Post by KC on Dec 17, 2010 22:22:25 GMT -5
*Originally posted on URTV10*
Welcome through Alex's journey through URTV. I'm going to start with Season 3 and work my way forward. Why should you read this? Because it'll be fun!
Season 3 was interesting because it was my first time in the series. KC randomly asked me if I wanted to be an intruder in his game, and I said yes. It was a blast! I played UTR because I was so nervous about getting evicted, and I ended up working with Will (Cody) and Chelsia (Cass). I also had a good bond with Keesha (Meow) until she asked me to sacrifice myself to keep Howie... This was the best I had ever done in URTV, earning 5th place. I may have even gotten 4th, but my emotions got the better of me and I was evicted. I met some awesome people and it was a great start to my URTV journey.
This one was definitely different than 3, as I was taking a more agressive stance. I won my first competition (the very first HoH) and for me, that was a shining moment. I even made an (awful) alliance, S Club 7. Was it a terrible idea? Yes. However, at the time, it could have been really strong. It was this game when I met Angie (Shir) and to this day I still adore her. This was also the game when Brian (Taylor) got introduced to URTV, thanks to me. This was also the game where I had my first, and only, enemy, Dan (Zack). Zack and I could talk about seriously anything EXCEPT the game. I enjoyed all our talks about the current Survivor season, but when it came to the game, it just didn't happen. However, my performance in this game gave me the opportunity to be a back-up All Star in Season 5.
I'm not necessarily known for my awesome decision making abilities. I knew coming into it that I was a back up, and my confidence was low. I made a strong alliance with Cody and Cass, and had every intention of being 100% loyal to them. Well, that's not entirely true. First, Meow and Zack tried to get me to vote him out, which I did and then changed my vote. I made the awful decision of giving everything up to get out Daniele (Shadow) and became pretty much a vegetable until Zack made the Hall of Shame move of going for me instead of a bigger target. Still, considering this was the last time I was on jury, I really can't complain too much.
URTV is mentally draining. At the time, I had a lot going on in my personal life and was mentally exhausted from 5 so I just didn't give it my all. I had the best partner ever, Cass, and even though I was evicted in the first week, I still enjoyed every second I played.
Oh 8. There were so many people in 8... I actually started out the game making a great deal with Nakomis (Lorii) and we had plans to go to the finals. I was also in a S Club 7-esque alliance and I knew that it was bad news. (See? People CAN learn!) I started to let it leak that there was another alliance brewing and wanted to form a counter-alliance. I do take some credit for starting the house-split pre-merge. I had made an enemy out of David (Bubani) and ended up getting eliminated when I just didn't have the votes to stay after Sarah (Shir) and Lorii were on a cruise. It was a difficult game, but Lorii and I had some amazing talks and I <3 her.

WRITTEN EXERCISE A: In the URTV forum post, what place did the writer earn in Season 3?

EXTRACTED MATERIAL:
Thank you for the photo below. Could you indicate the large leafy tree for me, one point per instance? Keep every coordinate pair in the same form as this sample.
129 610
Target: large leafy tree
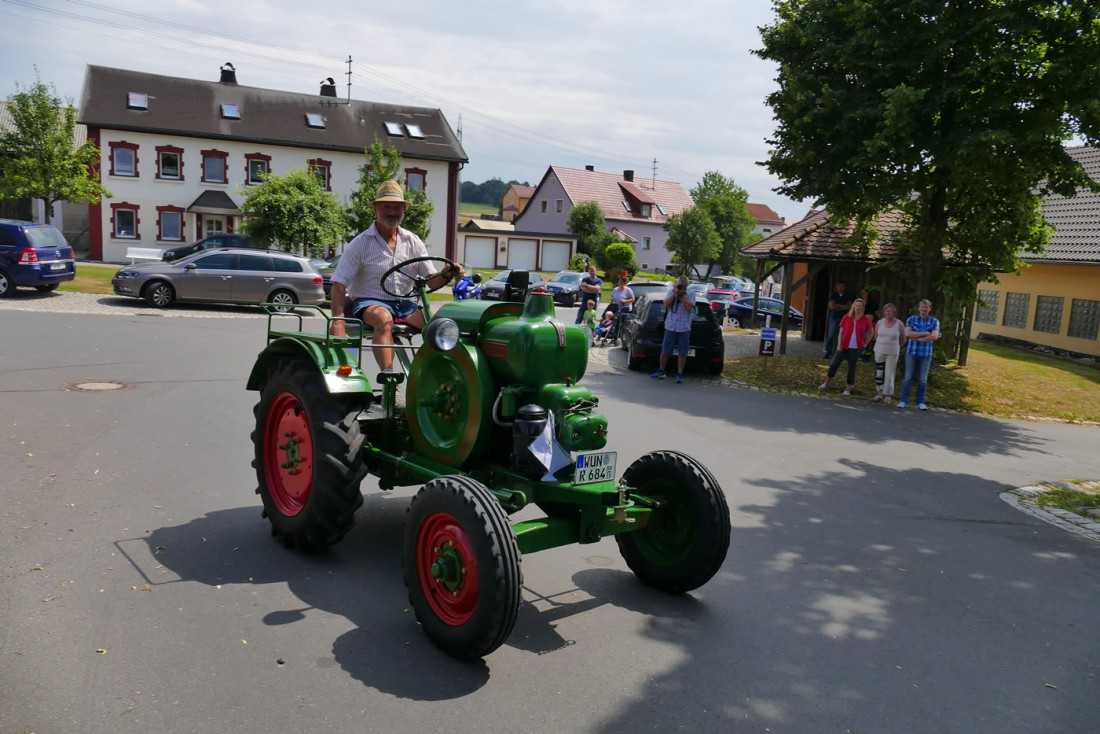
693 238
39 157
294 212
726 204
953 112
385 164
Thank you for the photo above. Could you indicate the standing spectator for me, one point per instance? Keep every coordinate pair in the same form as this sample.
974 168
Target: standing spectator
591 287
679 307
922 329
889 337
838 304
855 330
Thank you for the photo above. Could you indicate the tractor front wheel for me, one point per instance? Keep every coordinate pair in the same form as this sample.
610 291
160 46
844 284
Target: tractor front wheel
462 567
688 536
307 459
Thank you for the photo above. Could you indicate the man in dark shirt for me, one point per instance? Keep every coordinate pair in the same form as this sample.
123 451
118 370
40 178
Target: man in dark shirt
838 305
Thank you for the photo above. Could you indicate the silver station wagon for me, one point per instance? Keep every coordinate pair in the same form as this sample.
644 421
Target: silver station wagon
226 275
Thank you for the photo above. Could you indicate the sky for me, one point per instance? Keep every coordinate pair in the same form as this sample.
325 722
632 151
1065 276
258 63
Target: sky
664 88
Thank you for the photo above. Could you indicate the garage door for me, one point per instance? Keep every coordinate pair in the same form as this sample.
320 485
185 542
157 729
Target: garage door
481 252
554 255
521 253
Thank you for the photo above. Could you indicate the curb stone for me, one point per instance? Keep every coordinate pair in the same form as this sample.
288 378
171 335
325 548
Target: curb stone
1023 499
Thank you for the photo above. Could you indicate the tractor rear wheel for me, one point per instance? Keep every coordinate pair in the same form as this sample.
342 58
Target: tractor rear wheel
307 457
462 567
686 538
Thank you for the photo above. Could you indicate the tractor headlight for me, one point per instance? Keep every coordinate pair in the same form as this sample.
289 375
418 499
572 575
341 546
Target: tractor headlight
443 335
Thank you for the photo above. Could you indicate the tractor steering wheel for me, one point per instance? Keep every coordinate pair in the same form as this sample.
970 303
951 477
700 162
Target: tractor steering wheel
418 280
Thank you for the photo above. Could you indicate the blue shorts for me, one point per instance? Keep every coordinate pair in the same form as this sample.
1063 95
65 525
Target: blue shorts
398 309
678 339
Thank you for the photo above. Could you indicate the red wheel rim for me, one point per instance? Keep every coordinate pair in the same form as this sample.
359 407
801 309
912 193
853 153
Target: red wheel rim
448 569
288 453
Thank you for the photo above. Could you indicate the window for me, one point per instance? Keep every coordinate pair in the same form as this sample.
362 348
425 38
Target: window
989 303
123 159
416 179
322 170
169 223
1048 314
217 261
1084 318
169 163
256 167
287 265
124 220
1015 309
261 263
215 168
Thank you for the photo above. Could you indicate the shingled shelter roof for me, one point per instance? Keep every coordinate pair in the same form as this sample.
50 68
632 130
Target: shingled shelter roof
814 238
1076 219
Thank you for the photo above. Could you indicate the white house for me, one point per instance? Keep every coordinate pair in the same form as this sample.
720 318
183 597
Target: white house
178 153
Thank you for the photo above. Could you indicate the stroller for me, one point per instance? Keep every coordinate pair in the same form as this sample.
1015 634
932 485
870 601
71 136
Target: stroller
609 333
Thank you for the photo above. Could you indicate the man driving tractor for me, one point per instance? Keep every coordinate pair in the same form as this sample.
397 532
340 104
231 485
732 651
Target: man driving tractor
356 283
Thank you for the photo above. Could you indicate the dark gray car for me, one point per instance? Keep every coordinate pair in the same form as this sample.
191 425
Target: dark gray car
227 275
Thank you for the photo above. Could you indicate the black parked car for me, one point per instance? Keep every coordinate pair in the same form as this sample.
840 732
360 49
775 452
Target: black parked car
739 314
33 255
220 240
644 332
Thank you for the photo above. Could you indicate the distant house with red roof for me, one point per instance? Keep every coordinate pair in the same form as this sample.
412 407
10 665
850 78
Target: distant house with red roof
636 208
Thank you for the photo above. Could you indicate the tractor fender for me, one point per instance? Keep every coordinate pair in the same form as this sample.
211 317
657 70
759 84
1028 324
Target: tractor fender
326 358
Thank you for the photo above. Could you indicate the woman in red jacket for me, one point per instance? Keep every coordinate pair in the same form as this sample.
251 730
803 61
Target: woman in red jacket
855 330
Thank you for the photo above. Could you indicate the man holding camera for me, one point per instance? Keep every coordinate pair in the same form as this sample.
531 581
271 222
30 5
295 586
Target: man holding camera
679 305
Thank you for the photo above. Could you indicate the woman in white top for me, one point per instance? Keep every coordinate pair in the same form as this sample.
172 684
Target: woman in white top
889 338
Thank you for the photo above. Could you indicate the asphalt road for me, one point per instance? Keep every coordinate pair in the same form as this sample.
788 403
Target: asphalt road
876 581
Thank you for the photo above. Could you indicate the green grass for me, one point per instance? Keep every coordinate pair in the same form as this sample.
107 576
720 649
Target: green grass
999 381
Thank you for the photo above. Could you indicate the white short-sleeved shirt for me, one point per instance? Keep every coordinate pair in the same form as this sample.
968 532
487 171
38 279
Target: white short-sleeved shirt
367 258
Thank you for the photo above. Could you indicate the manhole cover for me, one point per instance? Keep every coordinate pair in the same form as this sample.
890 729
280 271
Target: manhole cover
97 386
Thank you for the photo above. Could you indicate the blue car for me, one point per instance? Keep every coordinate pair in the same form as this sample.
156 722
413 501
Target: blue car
34 256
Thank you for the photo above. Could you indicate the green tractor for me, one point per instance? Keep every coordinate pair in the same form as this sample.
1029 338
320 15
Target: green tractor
495 420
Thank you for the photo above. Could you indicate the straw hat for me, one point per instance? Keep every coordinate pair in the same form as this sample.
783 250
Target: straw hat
389 190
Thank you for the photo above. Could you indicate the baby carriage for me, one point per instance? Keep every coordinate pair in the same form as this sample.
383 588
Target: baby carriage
608 332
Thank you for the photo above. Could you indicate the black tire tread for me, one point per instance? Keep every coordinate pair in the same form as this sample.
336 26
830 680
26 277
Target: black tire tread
336 495
711 543
495 616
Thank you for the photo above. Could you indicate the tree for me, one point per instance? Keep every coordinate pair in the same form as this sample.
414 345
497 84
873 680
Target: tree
692 238
586 222
37 156
954 113
385 164
727 205
294 212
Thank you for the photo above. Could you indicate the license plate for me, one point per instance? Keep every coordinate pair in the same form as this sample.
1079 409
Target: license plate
594 468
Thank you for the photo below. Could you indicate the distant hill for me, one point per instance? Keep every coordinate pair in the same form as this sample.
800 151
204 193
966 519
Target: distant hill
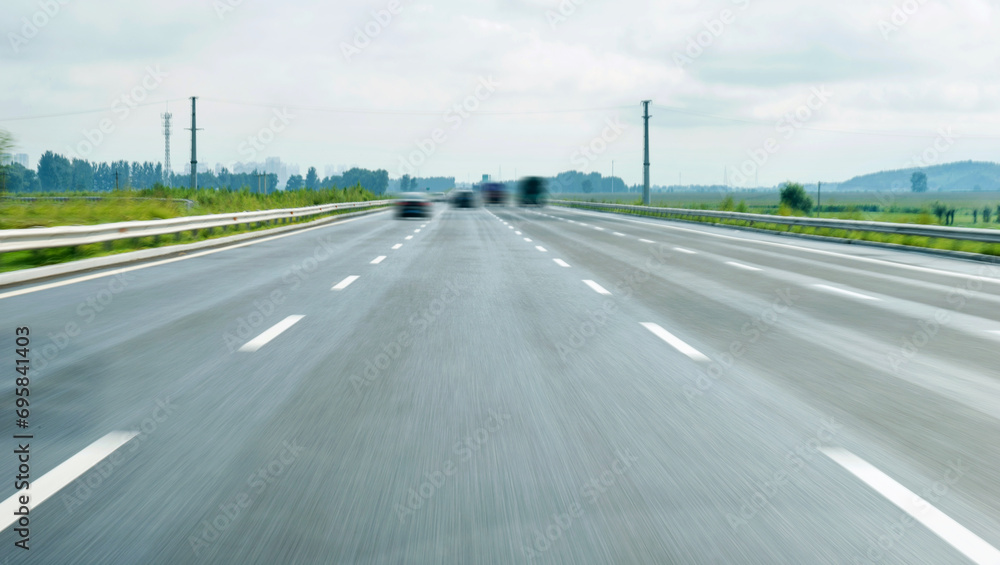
961 175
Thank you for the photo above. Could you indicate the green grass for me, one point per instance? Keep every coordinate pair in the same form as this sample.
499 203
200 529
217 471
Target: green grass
128 208
897 207
921 218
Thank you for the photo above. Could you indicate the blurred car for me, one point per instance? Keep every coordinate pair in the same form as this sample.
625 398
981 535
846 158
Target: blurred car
494 193
463 198
531 191
413 205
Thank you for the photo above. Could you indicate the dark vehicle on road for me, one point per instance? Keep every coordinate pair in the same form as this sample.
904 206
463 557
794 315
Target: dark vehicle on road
463 199
413 205
531 191
494 193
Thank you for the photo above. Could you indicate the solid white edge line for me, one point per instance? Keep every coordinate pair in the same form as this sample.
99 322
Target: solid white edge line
596 287
270 333
844 292
674 341
345 283
968 543
123 270
63 474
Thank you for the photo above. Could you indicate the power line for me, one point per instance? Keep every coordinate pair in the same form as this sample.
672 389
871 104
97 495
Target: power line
83 112
408 112
679 110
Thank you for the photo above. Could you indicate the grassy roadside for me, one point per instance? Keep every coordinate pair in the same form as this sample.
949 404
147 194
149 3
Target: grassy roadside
84 212
931 243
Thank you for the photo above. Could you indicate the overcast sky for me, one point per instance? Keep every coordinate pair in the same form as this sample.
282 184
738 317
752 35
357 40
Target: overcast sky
538 79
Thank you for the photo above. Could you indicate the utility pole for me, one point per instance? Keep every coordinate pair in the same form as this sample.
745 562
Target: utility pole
167 117
645 161
194 145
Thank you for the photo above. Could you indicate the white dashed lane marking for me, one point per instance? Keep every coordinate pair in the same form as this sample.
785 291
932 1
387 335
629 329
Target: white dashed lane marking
675 342
269 334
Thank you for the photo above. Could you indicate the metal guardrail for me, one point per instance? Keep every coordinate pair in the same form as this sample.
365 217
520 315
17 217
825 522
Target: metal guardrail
940 232
71 236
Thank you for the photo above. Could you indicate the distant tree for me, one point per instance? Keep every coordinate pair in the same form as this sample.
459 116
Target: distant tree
83 176
939 210
54 172
295 182
794 196
312 179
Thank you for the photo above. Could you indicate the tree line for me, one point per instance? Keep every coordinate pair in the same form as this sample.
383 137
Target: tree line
56 173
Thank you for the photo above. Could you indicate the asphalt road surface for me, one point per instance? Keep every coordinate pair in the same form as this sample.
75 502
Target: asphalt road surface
508 385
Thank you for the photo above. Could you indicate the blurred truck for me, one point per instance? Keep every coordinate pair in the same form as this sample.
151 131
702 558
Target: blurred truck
494 193
531 191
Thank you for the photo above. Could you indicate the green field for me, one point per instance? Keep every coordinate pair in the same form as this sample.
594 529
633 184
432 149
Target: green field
914 208
119 207
901 207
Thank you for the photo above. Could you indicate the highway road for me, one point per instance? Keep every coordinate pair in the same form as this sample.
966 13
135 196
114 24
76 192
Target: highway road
509 385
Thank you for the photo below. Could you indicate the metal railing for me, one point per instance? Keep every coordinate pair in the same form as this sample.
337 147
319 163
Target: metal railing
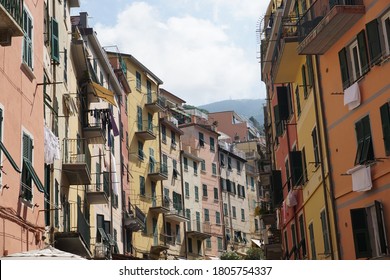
76 151
317 11
15 9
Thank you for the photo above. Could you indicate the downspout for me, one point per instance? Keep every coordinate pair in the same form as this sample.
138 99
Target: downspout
331 185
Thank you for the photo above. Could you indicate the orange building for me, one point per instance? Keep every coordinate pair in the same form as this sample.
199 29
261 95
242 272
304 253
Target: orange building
354 76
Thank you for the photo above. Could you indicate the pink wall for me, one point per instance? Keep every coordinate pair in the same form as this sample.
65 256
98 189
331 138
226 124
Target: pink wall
21 100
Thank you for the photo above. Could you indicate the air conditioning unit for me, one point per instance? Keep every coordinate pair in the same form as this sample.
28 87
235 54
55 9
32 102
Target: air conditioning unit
5 38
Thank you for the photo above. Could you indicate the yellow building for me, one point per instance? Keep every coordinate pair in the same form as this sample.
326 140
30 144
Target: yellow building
146 168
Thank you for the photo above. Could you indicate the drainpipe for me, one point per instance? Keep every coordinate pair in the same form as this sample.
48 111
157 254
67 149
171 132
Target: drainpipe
331 185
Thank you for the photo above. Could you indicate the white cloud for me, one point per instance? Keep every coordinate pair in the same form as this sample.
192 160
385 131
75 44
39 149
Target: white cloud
195 57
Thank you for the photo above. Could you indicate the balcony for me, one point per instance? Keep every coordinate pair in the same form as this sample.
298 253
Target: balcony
134 220
197 229
176 213
159 205
146 131
76 161
11 20
75 237
325 22
94 125
286 60
157 171
154 102
99 191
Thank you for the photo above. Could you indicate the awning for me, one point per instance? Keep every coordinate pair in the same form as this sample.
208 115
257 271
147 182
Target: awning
34 175
8 156
104 93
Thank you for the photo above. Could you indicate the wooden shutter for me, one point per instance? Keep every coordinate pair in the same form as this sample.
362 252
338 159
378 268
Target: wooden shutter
296 167
344 68
374 44
362 45
385 116
55 48
360 233
282 95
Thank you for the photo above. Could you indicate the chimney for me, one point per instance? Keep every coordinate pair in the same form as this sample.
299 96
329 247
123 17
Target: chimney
83 20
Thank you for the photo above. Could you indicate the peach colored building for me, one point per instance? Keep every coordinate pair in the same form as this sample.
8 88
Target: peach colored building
354 69
202 139
21 127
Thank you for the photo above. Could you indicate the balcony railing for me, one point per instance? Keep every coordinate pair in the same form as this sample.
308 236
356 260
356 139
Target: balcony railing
158 171
76 161
146 130
155 102
76 236
11 20
330 19
99 191
95 123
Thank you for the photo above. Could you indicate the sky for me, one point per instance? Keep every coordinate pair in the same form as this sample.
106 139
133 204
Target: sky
203 50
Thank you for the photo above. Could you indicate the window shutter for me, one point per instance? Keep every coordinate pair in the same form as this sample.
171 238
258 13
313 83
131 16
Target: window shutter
282 95
361 37
374 44
344 67
304 81
360 233
385 116
55 47
296 167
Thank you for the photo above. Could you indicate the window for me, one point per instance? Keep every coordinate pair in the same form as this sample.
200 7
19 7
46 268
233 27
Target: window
214 169
187 189
305 178
196 193
204 187
140 150
212 144
386 31
217 218
208 243
298 101
173 139
220 244
385 116
325 232
302 243
222 160
142 190
374 44
206 215
201 139
26 175
234 212
164 133
225 210
138 80
369 233
312 242
199 246
190 245
28 53
365 151
315 146
203 166
216 197
304 82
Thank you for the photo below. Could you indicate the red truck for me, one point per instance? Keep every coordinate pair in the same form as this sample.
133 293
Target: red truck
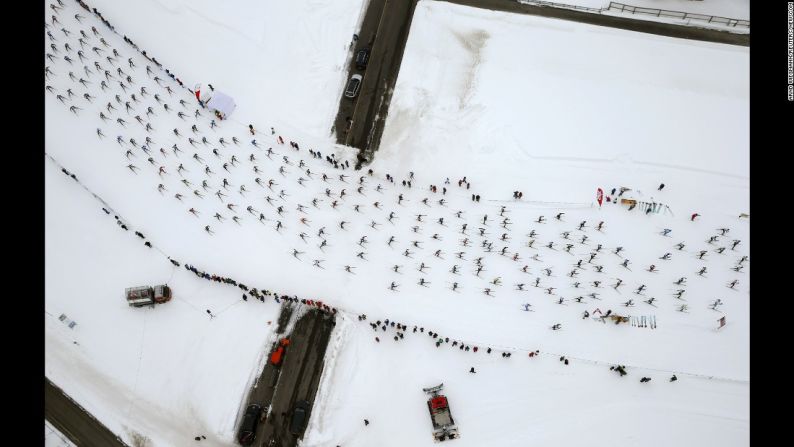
443 425
278 354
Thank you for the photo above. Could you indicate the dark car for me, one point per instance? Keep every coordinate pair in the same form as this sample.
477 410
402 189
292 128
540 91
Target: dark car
247 432
362 57
353 85
299 417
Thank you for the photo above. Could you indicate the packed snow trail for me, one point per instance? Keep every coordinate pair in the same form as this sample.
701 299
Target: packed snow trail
247 204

WRITTEN EXERCISE B: Collect every line of the listing that contains the string "tire", matching case exactly.

FULL ANSWER A: 5th place

FULL ANSWER B:
Thank you for the photo above. Could you indicate the black tire tread for me, one point per instance? Keep every coordinate pair in the same form as this sample.
Target: black tire tread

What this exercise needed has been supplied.